::: Data extract
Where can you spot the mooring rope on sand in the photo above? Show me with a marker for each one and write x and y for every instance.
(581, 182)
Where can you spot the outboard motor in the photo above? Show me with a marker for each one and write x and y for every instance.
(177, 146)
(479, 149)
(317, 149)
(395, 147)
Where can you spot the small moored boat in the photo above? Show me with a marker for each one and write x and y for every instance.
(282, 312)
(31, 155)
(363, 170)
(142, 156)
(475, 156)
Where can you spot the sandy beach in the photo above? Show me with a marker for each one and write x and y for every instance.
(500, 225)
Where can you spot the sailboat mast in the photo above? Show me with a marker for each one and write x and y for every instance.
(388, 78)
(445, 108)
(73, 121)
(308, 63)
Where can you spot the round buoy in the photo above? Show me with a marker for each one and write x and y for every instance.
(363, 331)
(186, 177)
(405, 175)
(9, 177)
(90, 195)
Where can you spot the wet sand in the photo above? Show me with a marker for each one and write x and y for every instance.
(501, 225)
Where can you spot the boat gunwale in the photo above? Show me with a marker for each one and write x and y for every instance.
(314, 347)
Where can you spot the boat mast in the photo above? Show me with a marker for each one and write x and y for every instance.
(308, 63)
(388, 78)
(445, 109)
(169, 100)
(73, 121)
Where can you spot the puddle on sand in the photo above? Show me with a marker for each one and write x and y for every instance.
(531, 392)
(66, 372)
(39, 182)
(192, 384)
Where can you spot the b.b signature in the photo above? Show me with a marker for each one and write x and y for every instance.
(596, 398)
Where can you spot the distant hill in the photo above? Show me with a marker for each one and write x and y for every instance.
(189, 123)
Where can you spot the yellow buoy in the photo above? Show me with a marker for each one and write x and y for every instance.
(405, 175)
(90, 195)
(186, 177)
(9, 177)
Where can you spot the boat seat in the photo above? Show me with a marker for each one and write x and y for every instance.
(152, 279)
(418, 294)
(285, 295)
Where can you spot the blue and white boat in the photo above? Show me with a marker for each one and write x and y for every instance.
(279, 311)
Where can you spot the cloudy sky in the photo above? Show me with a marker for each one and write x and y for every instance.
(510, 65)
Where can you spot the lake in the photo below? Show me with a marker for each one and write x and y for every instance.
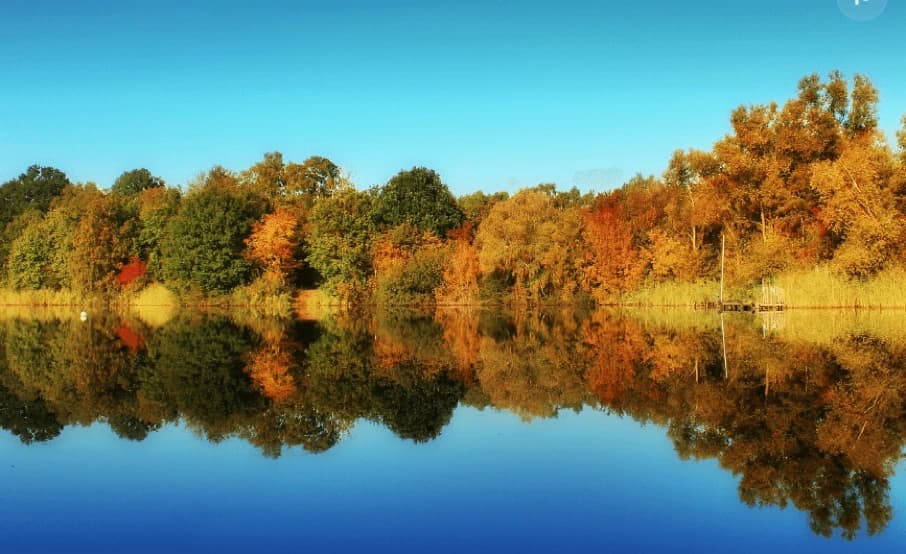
(485, 430)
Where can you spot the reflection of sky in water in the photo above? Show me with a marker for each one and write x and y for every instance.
(490, 483)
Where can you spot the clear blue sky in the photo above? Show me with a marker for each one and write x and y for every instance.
(492, 94)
::::::
» **Goal**
Can you lay out all of the lines above as a Markdown table with the columns Row and Line, numbering each row and skipping any blank lines? Leave the pictures out.

» **Response to this exercise**
| Row | Line |
|---|---|
| 1 | Where can you spot the mooring rope on sand in the photo above? Show me with a marker for each one and write x and y for every instance. |
| 2 | (581, 182) |
| 3 | Where can you spot the outboard motor in the photo above? Show me with a marker for each one and write x and y for every instance. |
| 4 | (177, 146) |
| 5 | (479, 149) |
| 6 | (317, 149) |
| 7 | (395, 147) |
| 8 | Where can you spot the small moored boat in the photo above? Show me with a marker for each one and write x and y for every instance. |
| 9 | (282, 312) |
| 10 | (31, 155) |
| 11 | (363, 170) |
| 12 | (142, 156) |
| 13 | (475, 156) |
| 14 | Where can you spot the sandy beach in the photo above? Show me with a marker for each one and write x and y for every instance. |
| 15 | (500, 225) |
| 16 | Where can you spot the sailboat mast in the photo above? Show me with a marker for each one and write x and y for every instance. |
| 17 | (388, 78) |
| 18 | (445, 108) |
| 19 | (73, 121) |
| 20 | (308, 63) |
| 21 | Where can you spot the round buoy in the photo above? Show me with a marker for each one and write x and y for every instance. |
| 22 | (363, 331) |
| 23 | (186, 177) |
| 24 | (405, 175) |
| 25 | (9, 177) |
| 26 | (90, 195) |
| 27 | Where can you spot the wet sand in the photo above? Show me with a marker for each one and write x and y for every instance. |
| 28 | (501, 225) |
| 29 | Where can you spot the boat gunwale in the photo above? Show me with a marker for each one and write x and y for every instance. |
| 30 | (314, 347) |
| 31 | Where can you spot the boat mast in the photo above? Show me with a marker for each one and write x and y for every instance. |
| 32 | (308, 63) |
| 33 | (388, 78) |
| 34 | (445, 109) |
| 35 | (169, 100) |
| 36 | (73, 121) |
| 37 | Where can you spot the puddle on sand in the photo above? Show me with a marker for each one and write x and y for every instance. |
| 38 | (531, 392) |
| 39 | (66, 372) |
| 40 | (39, 182) |
| 41 | (192, 384) |
| 42 | Where can you spot the b.b signature in the photo above? Show me with a marker for each one and write x and y for every instance. |
| 43 | (596, 398) |
| 44 | Where can you spot the distant hill in the photo above? Show me with a marker for each one and write x and y for every instance. |
| 45 | (189, 123) |
| 46 | Where can you spot the yellow buoy in the photo above? Show me with a marker for each one and write x and y for every instance. |
| 47 | (405, 175) |
| 48 | (90, 195) |
| 49 | (186, 177) |
| 50 | (9, 177) |
| 51 | Where can you spot the boat seat in the photo above? Show me with a marker for each one and write x and y for every instance. |
| 52 | (152, 279) |
| 53 | (418, 294) |
| 54 | (285, 295) |
| 55 | Where can you spot the blue and white boat in the photo above? Show me with a marker for each one and write x and y for every instance. |
| 56 | (279, 311) |
| 57 | Where can you spot the cloudy sky in the photo above? Show me with a marker for each one and write x and y for every instance. |
| 58 | (510, 65) |
| 59 | Where can you spot the lake in the photo below? Show me with a marker for each one and write x and y for every instance. |
| 60 | (485, 430) |
| 61 | Where can you spot the reflection of sky in water in the photo above? Show me with a marker for each one and write x and y for every instance. |
| 62 | (490, 483) |
| 63 | Where can you spot the clear blue sky in the photo above? Show me with a marker for each one and write x and y for every instance. |
| 64 | (492, 94) |